Work order 1 – Sum up the anatomy study advice in two sentences.
Work order 2 – Pick up the anatomy study advice after its last sentence and continue it.

Page text –
+-------+
2) Learn and name the major organs of the body.
I had a leg up here. I had a model set of the human organs, which I painted, when I was 10, and looooong before I had any inkling of my career. (Remember what I said earlier about all that knowledge inside you piling on? There you go.) So I learned all the major organs from shoulder to pelvis. And where they fit. And what they connected to. You can do this too.
(I also had a human skeleton a foot tall at the same age, but it was far less interesting because I didn't have to do anything to it except connect dem bones: it was articulated. It also glowed in the dark if you charged it up with a flashlight, which combined to give me something I could use to scare the hell out of the family cats and my little brother at night with a broomstick and some thread.)
3) Learn and name the body's 10 major systems.
You get a hint: DRESMICREN
Learn it, love it. They make submariners learn all the sub's systems in order to get their dolphins. For the same reason they make doctors and nurses learn all the body's systems before they get their diplomas.
4) Name the 12 cranial nerves, and what they control.
Hint: OOOTTAFAGVAH
5) Learn the general anatomy of the brain, including the 3 cortical divisions, and the regions of the cerebrum and the body functions associated with them.
If you know what's not working, you can deduce where the problem might be.
6) Gain a basic familiarity with the major veins and arteries, and various muscles.

You'll see all this material again (and again and again and...)
Anatomy is all about structure. It's simply the terrain map of where you'll be working.
For med students, gross anatomy is a good chunk of their first year. It's a weed-out, as well as solid prep for everything else. Just like the body itself, all your medical education hangs on your knowledge of where stuff is and what it does.
+-------+
Natural language region descriptions
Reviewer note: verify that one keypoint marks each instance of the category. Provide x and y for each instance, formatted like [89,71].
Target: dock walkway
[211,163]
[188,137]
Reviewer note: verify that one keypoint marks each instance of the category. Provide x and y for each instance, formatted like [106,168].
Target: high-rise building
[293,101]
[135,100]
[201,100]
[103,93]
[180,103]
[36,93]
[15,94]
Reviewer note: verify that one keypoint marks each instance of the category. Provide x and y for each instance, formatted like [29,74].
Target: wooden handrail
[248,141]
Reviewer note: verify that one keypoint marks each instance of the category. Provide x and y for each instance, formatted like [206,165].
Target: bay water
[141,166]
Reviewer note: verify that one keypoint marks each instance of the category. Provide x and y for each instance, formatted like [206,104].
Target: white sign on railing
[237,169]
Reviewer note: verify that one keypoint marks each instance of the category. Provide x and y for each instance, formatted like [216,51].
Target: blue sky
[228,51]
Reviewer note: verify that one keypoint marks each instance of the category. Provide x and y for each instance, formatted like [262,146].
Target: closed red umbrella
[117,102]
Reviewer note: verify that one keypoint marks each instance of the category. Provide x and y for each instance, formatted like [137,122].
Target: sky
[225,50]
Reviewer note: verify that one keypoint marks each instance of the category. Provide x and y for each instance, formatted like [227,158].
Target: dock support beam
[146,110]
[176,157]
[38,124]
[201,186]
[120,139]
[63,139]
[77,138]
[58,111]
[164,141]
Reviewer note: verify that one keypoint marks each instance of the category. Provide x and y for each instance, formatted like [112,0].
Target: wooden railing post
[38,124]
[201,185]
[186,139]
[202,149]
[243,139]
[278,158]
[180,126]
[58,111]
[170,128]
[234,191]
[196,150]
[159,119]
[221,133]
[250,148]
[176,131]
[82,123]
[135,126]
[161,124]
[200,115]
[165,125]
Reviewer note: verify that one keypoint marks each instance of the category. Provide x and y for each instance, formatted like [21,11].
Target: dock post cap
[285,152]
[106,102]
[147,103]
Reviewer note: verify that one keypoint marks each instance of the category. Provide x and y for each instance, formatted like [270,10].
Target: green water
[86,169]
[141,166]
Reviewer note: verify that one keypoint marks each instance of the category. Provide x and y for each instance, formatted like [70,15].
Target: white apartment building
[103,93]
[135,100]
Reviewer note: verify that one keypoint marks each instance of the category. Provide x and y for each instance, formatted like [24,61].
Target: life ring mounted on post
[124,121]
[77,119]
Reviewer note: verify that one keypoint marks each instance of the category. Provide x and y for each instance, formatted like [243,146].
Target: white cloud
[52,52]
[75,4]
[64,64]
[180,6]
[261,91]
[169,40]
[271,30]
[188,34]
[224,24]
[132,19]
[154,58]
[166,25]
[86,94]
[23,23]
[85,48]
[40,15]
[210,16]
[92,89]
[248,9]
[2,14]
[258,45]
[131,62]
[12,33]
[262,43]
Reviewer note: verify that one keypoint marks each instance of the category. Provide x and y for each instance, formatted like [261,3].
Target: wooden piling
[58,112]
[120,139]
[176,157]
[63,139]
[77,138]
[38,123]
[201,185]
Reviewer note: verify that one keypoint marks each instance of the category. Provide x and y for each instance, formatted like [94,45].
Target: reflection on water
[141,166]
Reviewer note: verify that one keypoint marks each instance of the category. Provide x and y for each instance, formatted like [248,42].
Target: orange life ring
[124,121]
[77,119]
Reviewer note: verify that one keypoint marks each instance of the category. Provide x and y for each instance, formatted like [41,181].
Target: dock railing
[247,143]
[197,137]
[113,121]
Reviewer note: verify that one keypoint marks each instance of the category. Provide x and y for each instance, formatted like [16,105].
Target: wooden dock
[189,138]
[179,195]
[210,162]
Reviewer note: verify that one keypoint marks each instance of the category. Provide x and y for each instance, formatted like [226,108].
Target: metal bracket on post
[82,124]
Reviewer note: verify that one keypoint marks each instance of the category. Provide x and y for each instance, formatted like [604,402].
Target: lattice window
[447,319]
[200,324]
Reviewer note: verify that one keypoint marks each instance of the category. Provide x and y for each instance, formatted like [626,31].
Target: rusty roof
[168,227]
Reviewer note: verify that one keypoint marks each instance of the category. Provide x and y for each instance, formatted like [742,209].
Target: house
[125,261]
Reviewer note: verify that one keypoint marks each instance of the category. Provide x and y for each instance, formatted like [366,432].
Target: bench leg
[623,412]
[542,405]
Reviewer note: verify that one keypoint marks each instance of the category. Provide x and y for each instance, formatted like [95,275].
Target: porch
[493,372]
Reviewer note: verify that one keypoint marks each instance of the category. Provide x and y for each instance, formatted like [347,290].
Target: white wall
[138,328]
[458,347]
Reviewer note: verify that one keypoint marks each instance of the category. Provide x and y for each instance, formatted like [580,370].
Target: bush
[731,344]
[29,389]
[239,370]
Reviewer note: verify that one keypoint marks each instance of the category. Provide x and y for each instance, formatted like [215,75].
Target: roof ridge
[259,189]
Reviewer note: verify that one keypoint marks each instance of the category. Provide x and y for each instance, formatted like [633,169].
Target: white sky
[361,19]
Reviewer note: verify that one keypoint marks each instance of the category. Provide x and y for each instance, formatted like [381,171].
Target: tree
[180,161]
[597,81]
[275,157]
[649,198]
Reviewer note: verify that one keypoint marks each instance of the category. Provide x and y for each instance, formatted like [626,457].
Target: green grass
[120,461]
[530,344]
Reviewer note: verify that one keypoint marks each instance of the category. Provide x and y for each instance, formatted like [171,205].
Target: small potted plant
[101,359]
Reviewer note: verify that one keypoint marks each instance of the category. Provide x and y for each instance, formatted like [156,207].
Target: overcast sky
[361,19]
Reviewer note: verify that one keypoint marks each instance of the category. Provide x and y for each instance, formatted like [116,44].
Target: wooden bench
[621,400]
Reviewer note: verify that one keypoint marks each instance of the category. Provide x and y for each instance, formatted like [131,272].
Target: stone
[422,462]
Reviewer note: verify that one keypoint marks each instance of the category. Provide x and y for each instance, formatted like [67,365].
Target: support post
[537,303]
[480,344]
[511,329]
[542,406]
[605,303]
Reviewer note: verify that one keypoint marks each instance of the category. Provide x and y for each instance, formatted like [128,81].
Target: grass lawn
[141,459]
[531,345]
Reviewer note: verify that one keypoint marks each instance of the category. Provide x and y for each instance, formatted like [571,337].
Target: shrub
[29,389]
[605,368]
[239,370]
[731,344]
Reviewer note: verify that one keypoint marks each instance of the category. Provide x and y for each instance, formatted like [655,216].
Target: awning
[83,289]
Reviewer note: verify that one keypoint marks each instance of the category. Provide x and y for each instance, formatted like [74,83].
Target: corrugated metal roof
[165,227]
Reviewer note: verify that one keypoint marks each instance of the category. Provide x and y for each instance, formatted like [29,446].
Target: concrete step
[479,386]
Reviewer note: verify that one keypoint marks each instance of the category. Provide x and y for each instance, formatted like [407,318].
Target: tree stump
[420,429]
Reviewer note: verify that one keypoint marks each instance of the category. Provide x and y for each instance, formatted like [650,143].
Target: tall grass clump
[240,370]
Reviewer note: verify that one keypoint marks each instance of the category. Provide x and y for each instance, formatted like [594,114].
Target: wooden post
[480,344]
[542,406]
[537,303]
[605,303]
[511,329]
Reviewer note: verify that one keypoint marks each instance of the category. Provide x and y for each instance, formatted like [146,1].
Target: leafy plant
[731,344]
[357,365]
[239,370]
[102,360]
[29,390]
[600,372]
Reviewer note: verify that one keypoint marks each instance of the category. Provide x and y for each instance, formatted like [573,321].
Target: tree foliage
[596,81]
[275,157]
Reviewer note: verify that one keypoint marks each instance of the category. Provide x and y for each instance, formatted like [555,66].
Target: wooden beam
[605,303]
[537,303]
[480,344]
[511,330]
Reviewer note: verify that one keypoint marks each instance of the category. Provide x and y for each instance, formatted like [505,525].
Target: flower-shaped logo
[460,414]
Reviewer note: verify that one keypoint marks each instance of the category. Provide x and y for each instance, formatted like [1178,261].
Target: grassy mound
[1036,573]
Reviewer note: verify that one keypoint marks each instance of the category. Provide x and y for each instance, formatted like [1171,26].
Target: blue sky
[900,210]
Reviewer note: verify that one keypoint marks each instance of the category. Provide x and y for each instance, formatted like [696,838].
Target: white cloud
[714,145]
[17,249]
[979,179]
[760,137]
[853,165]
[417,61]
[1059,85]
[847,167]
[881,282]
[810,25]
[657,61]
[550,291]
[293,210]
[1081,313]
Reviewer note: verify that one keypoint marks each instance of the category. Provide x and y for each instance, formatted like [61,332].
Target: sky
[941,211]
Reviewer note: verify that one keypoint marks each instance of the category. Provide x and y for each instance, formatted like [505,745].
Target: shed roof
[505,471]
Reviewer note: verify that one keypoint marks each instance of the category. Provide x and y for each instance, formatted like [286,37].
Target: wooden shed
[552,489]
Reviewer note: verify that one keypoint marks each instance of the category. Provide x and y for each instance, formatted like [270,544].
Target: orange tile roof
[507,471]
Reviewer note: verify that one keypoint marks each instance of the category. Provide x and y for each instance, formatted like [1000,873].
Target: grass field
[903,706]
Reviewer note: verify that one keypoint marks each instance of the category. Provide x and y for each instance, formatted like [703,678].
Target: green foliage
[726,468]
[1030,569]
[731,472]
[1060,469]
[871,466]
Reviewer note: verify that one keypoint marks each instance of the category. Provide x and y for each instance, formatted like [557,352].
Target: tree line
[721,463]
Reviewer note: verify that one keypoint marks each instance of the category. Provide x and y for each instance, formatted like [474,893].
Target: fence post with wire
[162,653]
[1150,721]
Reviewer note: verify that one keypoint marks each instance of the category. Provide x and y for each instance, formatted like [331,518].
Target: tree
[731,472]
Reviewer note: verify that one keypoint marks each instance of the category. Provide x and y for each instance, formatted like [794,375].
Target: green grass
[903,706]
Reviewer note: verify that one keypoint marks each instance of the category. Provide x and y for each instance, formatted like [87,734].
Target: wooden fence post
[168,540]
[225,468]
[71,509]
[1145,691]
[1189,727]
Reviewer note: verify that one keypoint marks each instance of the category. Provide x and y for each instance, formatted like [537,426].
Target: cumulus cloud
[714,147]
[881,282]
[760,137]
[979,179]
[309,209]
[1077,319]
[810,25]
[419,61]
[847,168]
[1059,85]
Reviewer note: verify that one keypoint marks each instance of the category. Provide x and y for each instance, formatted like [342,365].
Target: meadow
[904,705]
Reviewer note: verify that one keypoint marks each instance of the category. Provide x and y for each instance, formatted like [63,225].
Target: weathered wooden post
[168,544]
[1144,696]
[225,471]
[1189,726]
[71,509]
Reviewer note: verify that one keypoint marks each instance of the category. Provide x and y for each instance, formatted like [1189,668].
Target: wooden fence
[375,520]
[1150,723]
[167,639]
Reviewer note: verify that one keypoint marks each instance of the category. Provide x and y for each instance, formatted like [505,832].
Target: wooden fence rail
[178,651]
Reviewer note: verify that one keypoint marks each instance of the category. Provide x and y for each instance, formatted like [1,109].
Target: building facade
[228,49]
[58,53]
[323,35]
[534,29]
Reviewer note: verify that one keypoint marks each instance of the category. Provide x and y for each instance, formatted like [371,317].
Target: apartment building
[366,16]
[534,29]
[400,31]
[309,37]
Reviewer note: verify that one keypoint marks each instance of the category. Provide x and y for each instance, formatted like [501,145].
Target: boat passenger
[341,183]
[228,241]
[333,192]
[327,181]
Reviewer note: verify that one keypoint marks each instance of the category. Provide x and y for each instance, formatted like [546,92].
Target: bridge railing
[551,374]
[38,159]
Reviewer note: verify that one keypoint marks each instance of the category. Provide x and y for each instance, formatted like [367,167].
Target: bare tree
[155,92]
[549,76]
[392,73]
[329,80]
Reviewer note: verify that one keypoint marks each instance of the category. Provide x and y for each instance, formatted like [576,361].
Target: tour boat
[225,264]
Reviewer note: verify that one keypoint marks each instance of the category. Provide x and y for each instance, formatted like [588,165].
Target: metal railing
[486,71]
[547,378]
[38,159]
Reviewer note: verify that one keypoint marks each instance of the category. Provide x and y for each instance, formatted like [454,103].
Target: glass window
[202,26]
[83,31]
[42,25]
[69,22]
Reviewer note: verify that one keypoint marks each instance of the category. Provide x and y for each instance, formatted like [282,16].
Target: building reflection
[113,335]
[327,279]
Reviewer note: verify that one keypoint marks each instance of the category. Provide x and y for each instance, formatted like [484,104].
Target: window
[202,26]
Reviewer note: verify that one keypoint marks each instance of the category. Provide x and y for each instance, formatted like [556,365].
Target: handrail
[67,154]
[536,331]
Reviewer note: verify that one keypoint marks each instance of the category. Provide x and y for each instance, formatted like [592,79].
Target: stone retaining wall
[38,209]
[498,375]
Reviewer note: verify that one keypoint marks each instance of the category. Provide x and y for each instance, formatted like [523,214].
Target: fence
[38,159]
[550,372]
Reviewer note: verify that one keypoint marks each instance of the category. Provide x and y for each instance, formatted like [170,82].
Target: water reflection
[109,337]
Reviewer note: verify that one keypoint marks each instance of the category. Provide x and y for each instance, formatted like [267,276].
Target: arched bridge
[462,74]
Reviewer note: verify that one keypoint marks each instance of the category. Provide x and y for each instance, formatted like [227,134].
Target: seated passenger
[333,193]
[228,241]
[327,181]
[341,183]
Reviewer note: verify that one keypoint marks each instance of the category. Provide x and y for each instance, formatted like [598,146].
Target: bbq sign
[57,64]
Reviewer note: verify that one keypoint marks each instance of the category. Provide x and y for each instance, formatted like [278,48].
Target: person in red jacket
+-------+
Task output 1 – The advice lays out steps for learning anatomy: learn the major organs, the body's 10 major systems, the 12 cranial nerves and what they control, and the general anatomy of the brain, and get a basic familiarity with the major veins, arteries, and muscles. The writer learned the organs as a child by painting a model set, and calls anatomy the terrain map of where you'll be working, a big part of med students' first year on which all medical education hangs.

Task output 2 –
For nurses, it's a semester. For EMTs, it's a week.

You'll get out of this what you put into it. Including, hopefully, some small sense of awe at the machine you inhabit. Whether you think it's there via divine blueprint, or the knitting of time and chance over hundreds of thousands of years, it's a pretty amazing contraption.

Learn the landscape. And the lingo to describe it clinically. Spelling also counts.
A passing grade on all this is 100%.

2 comments:

GamegetterII said...

My dad taught an anatomy and physiology course at a local college back in the late 70's up to the mid 80's.
Course was for nursing and radiology students,he used to say he hoped none of the students ever got their degrees and ended up working at a hospital he ended up in,because they had such a hard time with the course.
Didn't seem all that difficult to me,I took a few of his tests for the hell of it and I passed them-without taking the course.
Memorization and common sense are the basic requirements,along with an understanding of how the human body's systems work.
A lot of this should have been learned in high school biology courses.

Aesop said...

Do they still cover any usable biology in high schools?
I mean, besides how condoms go on and such?